Start of Selected text

My presentation given at the SRA and #NSMNSS allowed me to finally meet face-to-face with 7 expert speakers presenting tools for social media research. It was a day of learning for me. An all-day event that left me elated and keen to get on with my research in the knowledge that I would be able to call on the expertise of the others if needed - and of course my door is always open to the other speakers. I highly recommend taking part in similar future events to all.
The talk was titled “Critically Engaging with Social Media Research Tools”; it was about using the tools but with ethical concerns at the forefront of the social researcher’s mind rather than relegating them to a mere paragraph in the methods section. In order to illustrate the fluid nature of the visualisations that the software can co-create I had decided to collect, analyse and visualise Twitter data on the hashtag #BigData. By selecting this hashtag, I was also keen to get behind who or what organisations were promoting the buzz surrounding big social data.
The tools that I introduced; TAGS; Yourtwapperkeeper; DMI-TCAT; Gephi; Leximancer; to collect data from Twitter, YouTube enable the social researcher to take part (in a limited capacity) in surveillance capitalism. Researchers are able to collect big social data from people’s lives without their knowledge or consent. I was keen to highlight the notion that as researchers are in this position of observing others interactions that they have a duty of care to those they are researching. As we do when applying any other research tool.
The answer to the question regarding who or what institution is behind/key influencer/major player/controlling the flow of communication on #BigData was revealed by analysing 1,040,000 #BigData Tweets with Leximancer. On Twitter the key influencer around the term #bigdata is a contractor who supplies staff to the National Security Agency in the United States – Booz Allen Hamilton. Booz Allen Hamilton are the contractors who employed Edward Snowden.
This visualisation was presented with the caveat that the graphs and images being shown are the result of numerous steps and decisions by the researcher guided by certain principles from social network analysis (SNA) and graph theory. What was presented are a few of the techniques and tools of data mining and analytics, with machine learning and automation in Leximancer. Such insights that ‘come’ from the data and the application of algorithms need to be validated in the light of informed understanding of the ‘never raw data’ position. The existence of this ‘data’ is the result of a long chain of requirements, goals and a shift in the wider political economy; surveillance capitalism. The ‘insights’ are at the macro level – devoid of this context.
Big/Social data does not represent what we think they do. It represents something, and this is worth investigating. We are looking at the various ways in which populations are defined, managed, and governed. The modelling algorithms used to visualise the social data know nothing about letters, nothing about narrative form, nothing about people.

End of Selected text

__Work to do__.
A: What does the post on social media research tools state on each of these points?
(i) Which hashtag did the speaker collect and analyze Twitter data on?
(ii) How many Tweets were analyzed with Leximancer?
(iii) Which contractor was found to be the key influencer around that hashtag?
B: Does the post on social media research tools agree with each statement? Answer yes or no and quote the words that decide it.
(i) The talk placed ethical concerns in a short paragraph of the methods section.
(ii) The event brought together seven expert speakers.
(iii) The modelling algorithms used to visualize the data understand narrative form.
C: Could you take the post on social media research tools further, starting after its final sentence?
The lines after this sentence bear no relation to the post on social media research tools.

Start of Entries shown

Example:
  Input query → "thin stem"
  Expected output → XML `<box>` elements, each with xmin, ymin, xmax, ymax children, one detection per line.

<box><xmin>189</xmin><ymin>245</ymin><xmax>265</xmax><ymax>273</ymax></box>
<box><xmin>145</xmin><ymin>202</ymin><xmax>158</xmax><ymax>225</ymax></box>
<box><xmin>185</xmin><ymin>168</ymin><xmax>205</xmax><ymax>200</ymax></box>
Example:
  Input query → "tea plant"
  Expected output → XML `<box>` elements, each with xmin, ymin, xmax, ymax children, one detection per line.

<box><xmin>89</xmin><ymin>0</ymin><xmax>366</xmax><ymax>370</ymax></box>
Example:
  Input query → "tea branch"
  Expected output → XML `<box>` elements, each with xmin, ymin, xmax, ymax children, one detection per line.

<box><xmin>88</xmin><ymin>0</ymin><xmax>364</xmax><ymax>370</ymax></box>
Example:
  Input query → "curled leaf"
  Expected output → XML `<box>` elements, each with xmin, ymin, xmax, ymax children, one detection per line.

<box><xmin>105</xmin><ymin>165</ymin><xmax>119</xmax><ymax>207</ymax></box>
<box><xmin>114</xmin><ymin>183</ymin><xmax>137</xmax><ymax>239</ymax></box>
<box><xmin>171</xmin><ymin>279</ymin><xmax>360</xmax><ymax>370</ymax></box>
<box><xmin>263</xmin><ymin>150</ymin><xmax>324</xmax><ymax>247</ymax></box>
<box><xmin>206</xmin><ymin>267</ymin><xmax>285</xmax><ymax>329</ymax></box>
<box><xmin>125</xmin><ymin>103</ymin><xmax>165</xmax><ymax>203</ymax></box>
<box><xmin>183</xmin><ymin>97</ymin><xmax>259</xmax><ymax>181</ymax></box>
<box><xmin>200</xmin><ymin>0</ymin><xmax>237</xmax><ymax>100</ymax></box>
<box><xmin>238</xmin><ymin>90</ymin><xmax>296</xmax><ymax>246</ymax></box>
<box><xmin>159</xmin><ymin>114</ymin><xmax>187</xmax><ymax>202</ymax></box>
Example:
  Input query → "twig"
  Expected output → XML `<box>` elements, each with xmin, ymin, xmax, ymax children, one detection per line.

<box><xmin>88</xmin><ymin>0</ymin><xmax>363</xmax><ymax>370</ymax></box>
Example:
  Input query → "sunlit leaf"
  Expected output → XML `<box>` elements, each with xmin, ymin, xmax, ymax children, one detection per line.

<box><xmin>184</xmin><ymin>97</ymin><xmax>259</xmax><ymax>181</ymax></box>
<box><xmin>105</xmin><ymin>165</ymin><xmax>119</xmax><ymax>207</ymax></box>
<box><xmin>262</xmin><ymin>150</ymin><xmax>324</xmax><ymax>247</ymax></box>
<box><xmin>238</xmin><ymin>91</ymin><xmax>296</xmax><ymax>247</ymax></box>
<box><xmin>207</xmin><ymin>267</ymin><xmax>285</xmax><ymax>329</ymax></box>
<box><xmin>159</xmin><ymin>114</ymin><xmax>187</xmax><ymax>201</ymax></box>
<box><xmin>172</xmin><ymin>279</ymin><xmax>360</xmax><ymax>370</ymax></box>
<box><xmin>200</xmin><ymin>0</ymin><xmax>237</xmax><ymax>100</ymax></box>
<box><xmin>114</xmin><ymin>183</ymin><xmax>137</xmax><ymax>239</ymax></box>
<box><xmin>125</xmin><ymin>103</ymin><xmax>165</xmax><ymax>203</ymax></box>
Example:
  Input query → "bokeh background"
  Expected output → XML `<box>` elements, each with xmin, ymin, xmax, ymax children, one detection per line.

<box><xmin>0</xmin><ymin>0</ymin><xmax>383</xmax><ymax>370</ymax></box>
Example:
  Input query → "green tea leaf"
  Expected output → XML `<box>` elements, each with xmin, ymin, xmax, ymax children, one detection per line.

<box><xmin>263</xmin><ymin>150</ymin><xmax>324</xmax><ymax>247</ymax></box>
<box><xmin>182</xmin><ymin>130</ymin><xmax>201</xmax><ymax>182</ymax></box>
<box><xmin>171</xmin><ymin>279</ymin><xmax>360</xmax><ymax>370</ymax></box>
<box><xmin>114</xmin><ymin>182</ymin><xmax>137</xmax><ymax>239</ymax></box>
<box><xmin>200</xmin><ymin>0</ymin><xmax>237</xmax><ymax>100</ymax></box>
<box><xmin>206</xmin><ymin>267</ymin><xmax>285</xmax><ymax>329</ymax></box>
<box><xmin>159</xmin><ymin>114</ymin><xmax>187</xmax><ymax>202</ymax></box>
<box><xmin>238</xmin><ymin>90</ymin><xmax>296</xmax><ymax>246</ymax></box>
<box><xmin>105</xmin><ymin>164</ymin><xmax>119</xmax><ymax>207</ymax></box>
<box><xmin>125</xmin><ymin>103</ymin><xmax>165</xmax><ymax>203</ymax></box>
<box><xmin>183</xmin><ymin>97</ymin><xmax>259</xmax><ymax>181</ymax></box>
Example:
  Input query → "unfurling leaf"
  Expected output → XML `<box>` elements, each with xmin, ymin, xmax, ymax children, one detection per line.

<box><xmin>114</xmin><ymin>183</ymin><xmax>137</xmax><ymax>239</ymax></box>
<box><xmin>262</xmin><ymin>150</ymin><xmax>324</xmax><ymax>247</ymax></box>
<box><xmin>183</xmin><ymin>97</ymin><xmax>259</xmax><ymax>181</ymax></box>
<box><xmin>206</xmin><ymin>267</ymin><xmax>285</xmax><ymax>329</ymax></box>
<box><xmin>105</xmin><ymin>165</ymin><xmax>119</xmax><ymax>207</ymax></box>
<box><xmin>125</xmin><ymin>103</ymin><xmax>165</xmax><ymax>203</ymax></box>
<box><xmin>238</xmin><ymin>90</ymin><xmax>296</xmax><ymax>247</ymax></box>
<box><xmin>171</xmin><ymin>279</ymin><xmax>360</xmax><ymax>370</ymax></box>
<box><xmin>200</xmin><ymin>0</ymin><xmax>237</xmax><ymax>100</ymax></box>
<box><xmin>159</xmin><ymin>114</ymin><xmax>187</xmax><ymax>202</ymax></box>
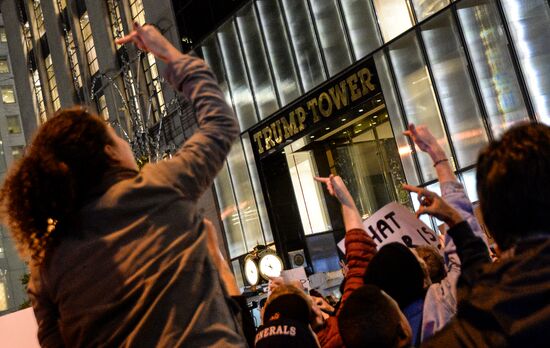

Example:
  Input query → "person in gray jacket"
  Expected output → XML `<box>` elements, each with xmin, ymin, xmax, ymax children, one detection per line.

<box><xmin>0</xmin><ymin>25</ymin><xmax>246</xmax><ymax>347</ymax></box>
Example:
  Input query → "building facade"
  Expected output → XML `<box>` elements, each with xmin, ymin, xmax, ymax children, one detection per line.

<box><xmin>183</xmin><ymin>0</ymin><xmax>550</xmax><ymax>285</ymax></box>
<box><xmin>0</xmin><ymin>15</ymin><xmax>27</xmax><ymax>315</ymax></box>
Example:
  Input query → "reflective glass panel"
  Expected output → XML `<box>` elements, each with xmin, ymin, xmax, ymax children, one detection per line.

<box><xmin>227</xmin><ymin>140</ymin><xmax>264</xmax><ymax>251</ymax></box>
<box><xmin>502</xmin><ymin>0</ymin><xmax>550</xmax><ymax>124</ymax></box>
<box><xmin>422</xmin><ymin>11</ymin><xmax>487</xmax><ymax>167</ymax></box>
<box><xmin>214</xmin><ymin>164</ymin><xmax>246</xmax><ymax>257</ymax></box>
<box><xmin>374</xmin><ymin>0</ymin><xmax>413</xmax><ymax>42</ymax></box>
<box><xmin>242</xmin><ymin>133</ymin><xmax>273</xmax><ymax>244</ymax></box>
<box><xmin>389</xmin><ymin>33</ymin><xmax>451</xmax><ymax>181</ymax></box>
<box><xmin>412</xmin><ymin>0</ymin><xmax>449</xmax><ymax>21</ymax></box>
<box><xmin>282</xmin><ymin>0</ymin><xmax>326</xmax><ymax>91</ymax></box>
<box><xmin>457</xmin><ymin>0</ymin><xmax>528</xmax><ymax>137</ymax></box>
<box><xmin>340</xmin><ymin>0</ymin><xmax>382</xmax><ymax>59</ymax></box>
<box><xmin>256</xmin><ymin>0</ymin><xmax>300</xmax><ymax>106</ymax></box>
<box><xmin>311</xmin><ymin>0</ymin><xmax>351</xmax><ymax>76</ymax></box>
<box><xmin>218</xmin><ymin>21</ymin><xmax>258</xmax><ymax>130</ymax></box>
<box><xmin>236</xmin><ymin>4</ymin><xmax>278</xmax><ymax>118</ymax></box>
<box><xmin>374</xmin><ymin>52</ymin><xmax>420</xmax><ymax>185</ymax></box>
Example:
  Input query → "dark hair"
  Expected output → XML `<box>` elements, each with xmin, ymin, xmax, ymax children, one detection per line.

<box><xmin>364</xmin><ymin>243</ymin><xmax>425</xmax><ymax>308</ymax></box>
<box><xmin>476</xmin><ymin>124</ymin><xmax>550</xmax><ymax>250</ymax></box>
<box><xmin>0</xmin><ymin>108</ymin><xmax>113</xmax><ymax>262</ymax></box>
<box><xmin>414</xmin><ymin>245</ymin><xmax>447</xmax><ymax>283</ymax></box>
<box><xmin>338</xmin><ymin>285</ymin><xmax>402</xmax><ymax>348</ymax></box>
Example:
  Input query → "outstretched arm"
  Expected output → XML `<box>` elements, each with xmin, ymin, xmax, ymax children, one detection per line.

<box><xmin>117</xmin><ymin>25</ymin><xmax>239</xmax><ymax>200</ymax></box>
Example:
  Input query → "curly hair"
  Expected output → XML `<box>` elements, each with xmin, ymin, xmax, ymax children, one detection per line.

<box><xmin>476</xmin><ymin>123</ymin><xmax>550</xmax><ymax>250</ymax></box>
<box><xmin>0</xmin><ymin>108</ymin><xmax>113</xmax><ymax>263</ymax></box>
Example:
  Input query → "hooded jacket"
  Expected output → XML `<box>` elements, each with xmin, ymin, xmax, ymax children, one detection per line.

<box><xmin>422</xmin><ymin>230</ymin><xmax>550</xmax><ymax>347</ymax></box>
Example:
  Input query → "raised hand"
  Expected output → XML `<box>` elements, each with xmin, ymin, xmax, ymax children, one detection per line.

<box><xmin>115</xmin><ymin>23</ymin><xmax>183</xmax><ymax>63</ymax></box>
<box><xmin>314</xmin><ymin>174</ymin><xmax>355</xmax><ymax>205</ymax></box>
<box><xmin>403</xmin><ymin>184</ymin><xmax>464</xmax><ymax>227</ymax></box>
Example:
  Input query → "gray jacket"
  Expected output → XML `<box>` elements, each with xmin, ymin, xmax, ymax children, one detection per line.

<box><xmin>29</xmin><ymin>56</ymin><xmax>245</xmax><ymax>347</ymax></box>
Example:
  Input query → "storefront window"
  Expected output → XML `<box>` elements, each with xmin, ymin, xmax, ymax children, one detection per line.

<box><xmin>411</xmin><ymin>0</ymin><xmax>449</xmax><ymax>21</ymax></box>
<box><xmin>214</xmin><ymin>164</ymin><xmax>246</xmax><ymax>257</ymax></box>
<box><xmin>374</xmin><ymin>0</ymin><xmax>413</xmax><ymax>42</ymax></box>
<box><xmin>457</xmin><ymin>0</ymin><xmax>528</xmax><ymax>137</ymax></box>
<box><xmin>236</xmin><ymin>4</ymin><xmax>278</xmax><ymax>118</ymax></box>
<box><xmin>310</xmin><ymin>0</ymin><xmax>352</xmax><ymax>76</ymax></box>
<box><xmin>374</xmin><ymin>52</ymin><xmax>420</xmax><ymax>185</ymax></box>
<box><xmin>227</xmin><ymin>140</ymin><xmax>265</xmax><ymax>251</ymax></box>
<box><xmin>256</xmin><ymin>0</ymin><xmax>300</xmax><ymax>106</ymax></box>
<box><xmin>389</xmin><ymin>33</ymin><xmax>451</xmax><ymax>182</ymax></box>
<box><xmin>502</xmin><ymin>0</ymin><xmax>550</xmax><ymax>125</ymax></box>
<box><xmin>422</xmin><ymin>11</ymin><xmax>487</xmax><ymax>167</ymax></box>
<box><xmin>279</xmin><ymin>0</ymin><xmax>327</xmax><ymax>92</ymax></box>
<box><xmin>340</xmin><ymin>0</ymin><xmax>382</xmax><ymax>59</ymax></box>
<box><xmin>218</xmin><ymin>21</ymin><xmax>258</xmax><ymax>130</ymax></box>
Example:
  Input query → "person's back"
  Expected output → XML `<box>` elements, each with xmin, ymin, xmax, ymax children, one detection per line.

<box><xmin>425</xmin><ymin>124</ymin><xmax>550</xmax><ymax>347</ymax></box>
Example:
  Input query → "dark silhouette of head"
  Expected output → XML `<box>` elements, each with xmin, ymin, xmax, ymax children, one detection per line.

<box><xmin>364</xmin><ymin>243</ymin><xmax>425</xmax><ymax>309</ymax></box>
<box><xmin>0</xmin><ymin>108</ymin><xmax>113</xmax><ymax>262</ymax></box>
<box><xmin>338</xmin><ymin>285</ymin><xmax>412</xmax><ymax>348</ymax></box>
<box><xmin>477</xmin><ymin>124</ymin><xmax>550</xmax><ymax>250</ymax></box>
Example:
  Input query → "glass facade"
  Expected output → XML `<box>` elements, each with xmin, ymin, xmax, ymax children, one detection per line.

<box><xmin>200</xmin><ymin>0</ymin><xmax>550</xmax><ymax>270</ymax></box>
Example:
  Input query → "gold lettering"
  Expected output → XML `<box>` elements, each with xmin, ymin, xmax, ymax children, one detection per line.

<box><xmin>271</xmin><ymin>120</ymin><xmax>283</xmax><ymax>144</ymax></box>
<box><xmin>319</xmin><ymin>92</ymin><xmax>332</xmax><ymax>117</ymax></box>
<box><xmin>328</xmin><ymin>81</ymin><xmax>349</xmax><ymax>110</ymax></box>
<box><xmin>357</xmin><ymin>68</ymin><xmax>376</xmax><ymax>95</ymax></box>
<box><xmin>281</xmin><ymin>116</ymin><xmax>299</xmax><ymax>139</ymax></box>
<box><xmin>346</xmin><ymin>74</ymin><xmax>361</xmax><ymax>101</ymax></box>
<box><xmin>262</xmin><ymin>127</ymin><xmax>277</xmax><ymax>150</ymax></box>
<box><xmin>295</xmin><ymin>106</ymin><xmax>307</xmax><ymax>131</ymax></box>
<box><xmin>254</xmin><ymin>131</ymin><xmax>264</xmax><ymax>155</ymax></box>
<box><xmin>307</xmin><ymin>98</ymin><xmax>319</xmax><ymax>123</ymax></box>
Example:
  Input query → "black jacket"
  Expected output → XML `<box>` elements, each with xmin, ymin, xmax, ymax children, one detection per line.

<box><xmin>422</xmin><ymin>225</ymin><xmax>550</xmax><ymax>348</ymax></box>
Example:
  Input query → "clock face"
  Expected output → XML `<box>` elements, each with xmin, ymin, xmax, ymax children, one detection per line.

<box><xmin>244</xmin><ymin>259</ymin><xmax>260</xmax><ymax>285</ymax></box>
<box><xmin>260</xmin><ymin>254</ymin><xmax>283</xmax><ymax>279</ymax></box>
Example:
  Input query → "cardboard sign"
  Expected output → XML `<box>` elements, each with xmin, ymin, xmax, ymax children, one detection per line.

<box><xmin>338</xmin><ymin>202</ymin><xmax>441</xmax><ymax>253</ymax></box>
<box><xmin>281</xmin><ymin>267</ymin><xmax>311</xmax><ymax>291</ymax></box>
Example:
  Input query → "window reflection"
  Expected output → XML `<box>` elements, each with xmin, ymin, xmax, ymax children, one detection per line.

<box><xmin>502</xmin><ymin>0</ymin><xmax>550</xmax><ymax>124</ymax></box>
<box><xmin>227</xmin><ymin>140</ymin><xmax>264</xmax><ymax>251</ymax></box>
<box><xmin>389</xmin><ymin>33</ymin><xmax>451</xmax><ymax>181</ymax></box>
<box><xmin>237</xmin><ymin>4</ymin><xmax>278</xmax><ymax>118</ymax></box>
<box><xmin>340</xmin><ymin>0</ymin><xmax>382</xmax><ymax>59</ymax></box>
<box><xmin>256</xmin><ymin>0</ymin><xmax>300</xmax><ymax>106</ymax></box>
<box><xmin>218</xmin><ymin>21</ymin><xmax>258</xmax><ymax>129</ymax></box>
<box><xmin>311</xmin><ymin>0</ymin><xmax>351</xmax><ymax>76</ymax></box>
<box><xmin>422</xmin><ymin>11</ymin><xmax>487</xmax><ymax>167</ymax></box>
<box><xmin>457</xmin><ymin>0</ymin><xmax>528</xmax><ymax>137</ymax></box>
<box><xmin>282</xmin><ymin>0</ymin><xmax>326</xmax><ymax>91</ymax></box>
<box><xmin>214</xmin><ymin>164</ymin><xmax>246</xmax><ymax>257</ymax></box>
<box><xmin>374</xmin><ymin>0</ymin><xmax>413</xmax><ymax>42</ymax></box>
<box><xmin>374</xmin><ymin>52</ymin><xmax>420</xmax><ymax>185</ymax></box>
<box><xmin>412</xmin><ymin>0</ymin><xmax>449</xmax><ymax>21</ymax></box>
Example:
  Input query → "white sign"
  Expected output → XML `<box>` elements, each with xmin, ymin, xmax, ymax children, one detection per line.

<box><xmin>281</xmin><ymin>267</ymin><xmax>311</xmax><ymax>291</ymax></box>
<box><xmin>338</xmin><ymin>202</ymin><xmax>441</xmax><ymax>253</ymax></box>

End of Entries shown

__The responses__.
A:
(i) #BigData
(ii) 1,040,000
(iii) Booz Allen Hamilton

B:
(i) No: "rather than relegating them to a mere paragraph in the methods section"
(ii) Yes: "meet face-to-face with 7 expert speakers presenting tools for social media research"
(iii) No: "know nothing about letters, nothing about narrative form, nothing about people"

C:
The algorithm’s lack of knowledge of semantic meaning, and particularly its lack of knowledge of the social media as a form or genre, lets it point us to a very different model of the social. Such ‘Reading Machines’ are engaged in datafication of the social. The concern with the notion of datafication is that as it attempts to describe a certain state of affairs, it flattens human experience. It is this flattening by computer aided approaches to research of social media platforms that requires caution and can be ameliorated by the application of ethnographic approaches to collecting social media data from Twitter and other platforms.
A major worry is that designers, developers, and policy makers will continue to take big/social data at face value, as an object or representation of a truth that can be extracted from and that reflects the social.
We are glimpsing the various ways in which we are to be defined, managed, and governed. As social researchers we too engage in defining, managing and governing. The first ethical step when using the tools listed below is to have a carefully formulated research question and to select your targets carefully.
What follows is the list of tools referred to during the talk and links to each tool with installation support where provided. Also found here: https://snacda.com
- TAGS – available here – https://tags.hawksey.info/ by Martin Hawksey. Contains useful instructions and videos to help setting it up.
The only concern is that Twitter now requires you to not only have a Twitter account but also have installed their app on your phone and provide them with your phone number and verify it. So it’s “Free”! Just provide us with your entire identity and all the data that goes with it!
- YOURTWAPPERKEEPER – available here – https://github.com/540co/yourTwapperKeeper
It has been seriously undermined by changes to Twitters rules and regulations and its creator John O’Brien III seems to have sold it to Hootsuite and left it at that. It may now be in contravention of Twitter’s Terms of Services.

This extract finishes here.